■ Task requirements: Every line in the records below with the string "ceiling" is to be copied out.

*** Opening Task input ***

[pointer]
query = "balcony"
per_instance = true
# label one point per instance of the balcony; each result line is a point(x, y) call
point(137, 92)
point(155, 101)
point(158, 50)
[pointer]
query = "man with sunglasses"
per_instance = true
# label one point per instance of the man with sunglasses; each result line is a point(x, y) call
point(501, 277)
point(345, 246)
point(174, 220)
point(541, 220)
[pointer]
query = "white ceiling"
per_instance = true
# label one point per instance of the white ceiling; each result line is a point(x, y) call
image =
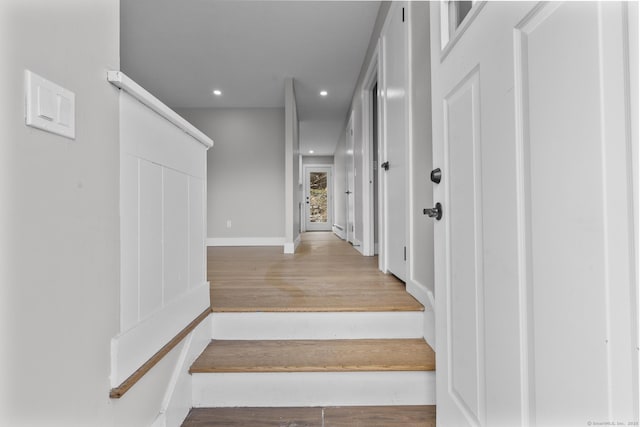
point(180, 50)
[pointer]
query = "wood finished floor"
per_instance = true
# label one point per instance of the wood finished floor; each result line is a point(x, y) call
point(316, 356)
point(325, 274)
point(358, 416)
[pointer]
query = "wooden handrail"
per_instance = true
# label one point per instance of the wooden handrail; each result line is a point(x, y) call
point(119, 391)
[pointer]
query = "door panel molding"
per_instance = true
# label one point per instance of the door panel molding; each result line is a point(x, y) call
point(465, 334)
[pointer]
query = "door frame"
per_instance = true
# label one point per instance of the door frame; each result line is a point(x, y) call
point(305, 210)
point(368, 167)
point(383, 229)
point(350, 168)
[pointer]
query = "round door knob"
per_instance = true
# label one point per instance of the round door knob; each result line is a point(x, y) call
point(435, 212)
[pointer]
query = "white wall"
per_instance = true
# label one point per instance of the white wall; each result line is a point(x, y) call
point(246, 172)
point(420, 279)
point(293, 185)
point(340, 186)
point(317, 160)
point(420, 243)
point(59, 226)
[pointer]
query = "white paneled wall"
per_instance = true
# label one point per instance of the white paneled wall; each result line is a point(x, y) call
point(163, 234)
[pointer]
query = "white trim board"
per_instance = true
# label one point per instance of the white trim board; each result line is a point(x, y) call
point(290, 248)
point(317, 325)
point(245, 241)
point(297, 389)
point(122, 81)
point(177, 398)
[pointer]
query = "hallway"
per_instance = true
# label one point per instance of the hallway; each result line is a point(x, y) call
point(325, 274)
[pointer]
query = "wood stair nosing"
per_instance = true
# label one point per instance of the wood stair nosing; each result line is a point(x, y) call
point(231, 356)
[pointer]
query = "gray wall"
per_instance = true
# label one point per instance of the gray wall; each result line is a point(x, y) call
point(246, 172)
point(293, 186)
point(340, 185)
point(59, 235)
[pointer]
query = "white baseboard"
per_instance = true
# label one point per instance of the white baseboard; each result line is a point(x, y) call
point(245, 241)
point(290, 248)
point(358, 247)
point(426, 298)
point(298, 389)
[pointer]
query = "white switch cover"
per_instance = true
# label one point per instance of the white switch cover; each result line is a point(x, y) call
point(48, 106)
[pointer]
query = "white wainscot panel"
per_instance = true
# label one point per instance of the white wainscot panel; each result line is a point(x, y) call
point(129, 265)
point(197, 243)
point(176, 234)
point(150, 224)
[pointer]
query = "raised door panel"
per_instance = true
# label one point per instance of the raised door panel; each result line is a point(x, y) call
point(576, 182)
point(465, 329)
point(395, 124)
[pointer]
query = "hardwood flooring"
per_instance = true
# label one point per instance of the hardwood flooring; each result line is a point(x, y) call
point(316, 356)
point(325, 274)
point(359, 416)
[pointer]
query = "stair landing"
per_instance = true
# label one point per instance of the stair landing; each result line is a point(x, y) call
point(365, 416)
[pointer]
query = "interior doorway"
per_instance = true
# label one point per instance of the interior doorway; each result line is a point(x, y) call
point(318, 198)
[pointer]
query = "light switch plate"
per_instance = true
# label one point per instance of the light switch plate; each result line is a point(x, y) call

*** Closing Task input ***

■ Exercise result:
query = "white ceiling"
# label one point per instance of the white ceiling; each result line is a point(x, y) call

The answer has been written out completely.